Records to process >>
----

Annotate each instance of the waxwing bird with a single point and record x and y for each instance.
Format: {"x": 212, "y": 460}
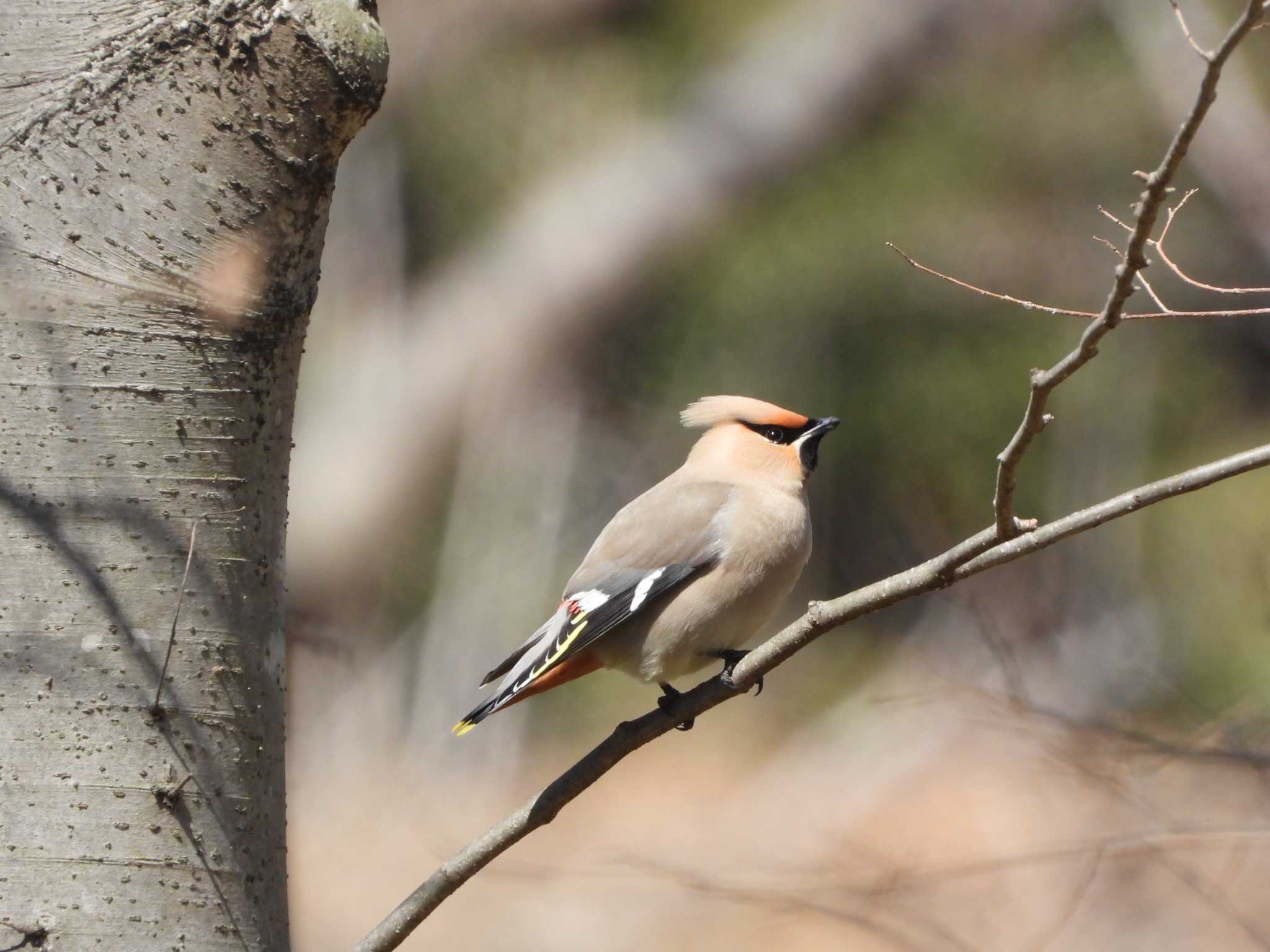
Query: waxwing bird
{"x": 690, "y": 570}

----

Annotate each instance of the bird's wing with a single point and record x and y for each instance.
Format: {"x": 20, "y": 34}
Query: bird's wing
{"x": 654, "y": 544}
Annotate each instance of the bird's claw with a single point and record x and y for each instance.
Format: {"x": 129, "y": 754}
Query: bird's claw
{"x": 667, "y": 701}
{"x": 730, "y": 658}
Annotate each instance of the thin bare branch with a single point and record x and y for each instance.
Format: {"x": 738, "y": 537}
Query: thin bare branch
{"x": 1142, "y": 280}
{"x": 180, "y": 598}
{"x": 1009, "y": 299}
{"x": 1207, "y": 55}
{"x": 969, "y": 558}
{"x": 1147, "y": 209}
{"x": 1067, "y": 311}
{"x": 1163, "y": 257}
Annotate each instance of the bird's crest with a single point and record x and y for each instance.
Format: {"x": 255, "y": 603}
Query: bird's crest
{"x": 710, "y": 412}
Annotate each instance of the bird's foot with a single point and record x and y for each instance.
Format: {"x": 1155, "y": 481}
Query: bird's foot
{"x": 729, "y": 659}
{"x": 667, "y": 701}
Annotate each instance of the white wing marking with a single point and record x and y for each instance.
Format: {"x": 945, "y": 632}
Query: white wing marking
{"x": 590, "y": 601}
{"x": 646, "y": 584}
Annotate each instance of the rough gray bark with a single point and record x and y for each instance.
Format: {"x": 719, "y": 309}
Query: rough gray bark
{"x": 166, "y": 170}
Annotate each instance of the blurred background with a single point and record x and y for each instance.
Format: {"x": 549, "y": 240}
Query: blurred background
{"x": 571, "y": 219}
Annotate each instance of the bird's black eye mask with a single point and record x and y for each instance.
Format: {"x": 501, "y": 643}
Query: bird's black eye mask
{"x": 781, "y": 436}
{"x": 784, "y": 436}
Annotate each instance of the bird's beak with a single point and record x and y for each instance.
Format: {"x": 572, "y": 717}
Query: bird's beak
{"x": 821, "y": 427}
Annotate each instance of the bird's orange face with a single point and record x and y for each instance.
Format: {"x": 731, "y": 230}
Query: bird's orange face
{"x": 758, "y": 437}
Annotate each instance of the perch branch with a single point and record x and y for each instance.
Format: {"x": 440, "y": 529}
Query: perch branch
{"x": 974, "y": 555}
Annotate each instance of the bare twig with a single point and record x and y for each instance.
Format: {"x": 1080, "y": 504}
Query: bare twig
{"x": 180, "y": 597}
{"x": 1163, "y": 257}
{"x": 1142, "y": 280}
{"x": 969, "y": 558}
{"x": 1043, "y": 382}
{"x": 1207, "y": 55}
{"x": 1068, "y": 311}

----

Written instruction >> Pull out each line in the records above that contains the word "orange".

Result of this task >>
Annotate each instance of the bird's orange face with a single point and record x and y for each instance.
Query: bird's orange face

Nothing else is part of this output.